Extracted entries —

-----

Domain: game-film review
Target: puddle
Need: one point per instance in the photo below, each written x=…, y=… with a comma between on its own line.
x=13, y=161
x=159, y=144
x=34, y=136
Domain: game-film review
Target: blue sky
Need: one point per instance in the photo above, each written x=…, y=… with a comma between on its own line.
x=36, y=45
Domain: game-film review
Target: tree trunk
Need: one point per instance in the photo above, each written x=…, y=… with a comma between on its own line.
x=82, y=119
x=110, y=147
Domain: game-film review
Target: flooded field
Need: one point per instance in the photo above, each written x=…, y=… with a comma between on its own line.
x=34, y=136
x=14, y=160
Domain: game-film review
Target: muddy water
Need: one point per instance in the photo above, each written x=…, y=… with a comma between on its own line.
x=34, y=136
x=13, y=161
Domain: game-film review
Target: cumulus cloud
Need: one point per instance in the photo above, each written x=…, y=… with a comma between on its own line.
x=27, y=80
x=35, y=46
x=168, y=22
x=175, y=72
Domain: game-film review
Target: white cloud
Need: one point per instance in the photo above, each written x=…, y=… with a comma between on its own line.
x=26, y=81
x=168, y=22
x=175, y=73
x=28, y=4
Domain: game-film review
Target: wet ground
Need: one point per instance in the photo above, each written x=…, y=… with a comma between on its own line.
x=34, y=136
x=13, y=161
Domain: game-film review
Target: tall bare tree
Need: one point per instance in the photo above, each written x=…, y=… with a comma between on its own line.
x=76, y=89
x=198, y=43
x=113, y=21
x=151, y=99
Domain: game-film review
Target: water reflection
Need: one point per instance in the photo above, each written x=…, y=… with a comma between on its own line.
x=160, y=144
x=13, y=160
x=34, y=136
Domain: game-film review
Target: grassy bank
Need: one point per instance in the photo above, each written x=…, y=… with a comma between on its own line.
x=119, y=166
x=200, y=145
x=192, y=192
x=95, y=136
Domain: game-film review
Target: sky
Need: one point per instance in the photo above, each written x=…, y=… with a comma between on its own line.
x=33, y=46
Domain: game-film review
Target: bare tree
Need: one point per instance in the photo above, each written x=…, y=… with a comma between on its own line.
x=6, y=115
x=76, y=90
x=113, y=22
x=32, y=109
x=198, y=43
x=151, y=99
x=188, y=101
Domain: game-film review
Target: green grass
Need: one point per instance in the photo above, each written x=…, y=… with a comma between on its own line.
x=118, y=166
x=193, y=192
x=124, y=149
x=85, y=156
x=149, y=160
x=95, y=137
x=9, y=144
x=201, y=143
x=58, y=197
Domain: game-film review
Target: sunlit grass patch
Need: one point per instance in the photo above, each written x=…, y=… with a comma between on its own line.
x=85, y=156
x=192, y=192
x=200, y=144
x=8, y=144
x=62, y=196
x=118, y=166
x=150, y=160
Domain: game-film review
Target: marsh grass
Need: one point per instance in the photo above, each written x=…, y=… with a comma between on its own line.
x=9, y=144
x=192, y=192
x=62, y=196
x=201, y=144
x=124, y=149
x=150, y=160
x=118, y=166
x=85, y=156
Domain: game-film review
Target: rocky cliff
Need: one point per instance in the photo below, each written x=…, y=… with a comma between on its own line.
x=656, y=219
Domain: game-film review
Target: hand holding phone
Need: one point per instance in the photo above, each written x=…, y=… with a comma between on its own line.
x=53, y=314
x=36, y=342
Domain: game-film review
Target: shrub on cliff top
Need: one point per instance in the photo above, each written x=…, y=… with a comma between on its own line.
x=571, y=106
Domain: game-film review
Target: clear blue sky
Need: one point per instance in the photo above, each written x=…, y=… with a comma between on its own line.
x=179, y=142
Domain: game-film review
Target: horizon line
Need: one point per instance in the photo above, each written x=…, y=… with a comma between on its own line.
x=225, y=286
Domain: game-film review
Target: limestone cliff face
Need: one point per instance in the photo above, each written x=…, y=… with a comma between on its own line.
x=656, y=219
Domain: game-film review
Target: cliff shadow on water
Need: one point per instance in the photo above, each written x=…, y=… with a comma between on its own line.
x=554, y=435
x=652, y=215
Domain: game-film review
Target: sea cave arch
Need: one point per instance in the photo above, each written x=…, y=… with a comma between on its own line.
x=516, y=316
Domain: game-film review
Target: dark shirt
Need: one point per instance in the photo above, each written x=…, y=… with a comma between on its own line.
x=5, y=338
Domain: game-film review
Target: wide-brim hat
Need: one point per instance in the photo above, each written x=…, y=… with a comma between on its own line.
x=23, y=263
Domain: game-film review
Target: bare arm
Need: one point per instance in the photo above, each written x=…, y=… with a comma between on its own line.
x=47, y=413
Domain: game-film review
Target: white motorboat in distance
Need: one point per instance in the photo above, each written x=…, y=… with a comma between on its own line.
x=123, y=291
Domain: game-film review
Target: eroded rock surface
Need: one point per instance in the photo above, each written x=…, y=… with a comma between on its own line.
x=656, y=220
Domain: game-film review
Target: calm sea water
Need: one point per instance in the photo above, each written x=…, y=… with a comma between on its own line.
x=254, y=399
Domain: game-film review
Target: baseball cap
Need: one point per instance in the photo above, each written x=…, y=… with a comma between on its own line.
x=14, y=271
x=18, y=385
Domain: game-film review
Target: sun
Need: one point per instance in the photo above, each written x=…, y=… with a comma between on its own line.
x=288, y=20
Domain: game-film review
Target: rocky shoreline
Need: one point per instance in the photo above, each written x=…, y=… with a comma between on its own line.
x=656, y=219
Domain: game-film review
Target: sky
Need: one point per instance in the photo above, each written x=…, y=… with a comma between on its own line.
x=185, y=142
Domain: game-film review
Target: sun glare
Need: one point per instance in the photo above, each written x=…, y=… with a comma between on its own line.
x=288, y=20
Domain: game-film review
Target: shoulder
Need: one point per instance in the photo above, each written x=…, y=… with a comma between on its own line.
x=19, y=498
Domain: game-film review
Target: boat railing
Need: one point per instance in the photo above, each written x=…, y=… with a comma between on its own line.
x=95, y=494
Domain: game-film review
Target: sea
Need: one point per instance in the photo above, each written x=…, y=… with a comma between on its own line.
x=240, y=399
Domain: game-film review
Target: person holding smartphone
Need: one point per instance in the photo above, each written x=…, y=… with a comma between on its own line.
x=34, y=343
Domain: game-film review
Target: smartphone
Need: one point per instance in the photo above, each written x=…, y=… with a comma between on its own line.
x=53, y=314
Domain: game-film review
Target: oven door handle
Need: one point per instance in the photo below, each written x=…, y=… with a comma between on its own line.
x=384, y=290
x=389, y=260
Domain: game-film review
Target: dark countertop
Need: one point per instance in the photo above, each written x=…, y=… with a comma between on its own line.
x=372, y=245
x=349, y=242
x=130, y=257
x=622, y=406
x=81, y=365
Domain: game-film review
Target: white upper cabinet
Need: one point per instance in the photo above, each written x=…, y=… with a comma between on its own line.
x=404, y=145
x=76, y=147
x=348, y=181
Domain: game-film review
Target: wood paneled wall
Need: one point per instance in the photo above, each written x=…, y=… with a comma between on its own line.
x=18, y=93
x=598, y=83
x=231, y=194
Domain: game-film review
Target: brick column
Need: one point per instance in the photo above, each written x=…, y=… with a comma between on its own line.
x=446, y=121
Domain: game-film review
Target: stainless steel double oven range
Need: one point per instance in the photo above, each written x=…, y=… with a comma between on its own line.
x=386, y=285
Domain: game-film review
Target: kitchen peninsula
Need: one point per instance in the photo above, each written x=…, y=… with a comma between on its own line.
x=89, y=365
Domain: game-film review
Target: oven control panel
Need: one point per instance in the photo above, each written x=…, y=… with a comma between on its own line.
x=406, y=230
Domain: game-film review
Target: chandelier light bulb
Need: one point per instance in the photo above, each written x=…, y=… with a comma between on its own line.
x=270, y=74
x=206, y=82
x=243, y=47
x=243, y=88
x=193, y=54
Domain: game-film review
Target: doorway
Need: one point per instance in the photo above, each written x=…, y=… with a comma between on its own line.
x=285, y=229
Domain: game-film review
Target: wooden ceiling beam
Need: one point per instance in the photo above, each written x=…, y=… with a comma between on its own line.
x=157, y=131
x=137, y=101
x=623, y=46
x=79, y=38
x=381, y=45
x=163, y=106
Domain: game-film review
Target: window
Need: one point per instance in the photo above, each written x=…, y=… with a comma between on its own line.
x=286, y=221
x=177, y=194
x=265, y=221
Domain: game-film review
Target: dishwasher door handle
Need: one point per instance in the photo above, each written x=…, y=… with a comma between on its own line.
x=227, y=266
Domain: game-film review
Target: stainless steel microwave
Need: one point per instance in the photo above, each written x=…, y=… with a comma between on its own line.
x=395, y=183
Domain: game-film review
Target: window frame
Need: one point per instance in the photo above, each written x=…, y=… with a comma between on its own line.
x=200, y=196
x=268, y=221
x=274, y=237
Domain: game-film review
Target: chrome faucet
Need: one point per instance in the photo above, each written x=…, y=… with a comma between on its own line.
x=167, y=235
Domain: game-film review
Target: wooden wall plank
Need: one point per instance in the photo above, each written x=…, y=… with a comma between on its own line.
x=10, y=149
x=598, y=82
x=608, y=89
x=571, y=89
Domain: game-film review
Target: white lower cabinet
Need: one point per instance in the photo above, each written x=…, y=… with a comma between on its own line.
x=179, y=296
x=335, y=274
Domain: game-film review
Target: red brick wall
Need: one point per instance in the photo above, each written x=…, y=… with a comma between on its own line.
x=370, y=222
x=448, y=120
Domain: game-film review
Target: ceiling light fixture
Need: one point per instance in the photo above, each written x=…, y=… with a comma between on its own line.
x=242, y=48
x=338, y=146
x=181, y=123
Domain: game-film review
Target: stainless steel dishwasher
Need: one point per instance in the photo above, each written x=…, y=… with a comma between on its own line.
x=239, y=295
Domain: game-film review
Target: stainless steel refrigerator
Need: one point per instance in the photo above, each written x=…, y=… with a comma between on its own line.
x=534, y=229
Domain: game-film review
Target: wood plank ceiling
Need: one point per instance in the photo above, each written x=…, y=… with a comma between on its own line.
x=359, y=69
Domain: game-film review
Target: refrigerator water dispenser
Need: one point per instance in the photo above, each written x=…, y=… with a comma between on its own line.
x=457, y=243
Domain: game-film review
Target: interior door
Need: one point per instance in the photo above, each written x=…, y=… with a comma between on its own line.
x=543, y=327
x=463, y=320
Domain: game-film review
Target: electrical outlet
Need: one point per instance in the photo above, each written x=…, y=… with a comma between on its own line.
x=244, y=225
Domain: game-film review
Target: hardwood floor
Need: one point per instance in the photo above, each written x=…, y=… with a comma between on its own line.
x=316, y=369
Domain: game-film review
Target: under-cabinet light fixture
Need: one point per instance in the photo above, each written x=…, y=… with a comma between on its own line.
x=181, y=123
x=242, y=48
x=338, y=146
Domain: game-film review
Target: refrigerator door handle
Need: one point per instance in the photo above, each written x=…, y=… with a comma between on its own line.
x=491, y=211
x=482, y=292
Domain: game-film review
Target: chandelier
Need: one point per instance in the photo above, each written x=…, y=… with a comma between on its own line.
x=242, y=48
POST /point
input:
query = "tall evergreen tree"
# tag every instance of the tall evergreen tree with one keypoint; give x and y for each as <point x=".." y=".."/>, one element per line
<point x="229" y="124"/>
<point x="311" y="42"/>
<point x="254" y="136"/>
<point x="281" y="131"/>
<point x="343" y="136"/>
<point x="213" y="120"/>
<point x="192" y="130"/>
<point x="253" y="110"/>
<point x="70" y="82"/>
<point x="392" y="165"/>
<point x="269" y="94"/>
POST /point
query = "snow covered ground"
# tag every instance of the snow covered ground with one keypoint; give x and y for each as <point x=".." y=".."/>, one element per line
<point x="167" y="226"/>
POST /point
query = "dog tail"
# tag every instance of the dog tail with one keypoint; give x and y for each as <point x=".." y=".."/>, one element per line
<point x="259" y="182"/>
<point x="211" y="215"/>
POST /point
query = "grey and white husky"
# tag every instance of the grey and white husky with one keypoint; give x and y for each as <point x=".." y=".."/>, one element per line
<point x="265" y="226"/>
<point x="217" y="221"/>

-----

Copy out only the lines running from the beginning of the data to the line with "Target: blue sky", both ends included.

Result of the exercise —
Domain: game-film review
Target: puddle
Need: one point per instance in the photo below, each written x=…, y=… with a comma between on its own line.
x=13, y=161
x=159, y=144
x=34, y=136
Domain: game-film review
Target: blue sky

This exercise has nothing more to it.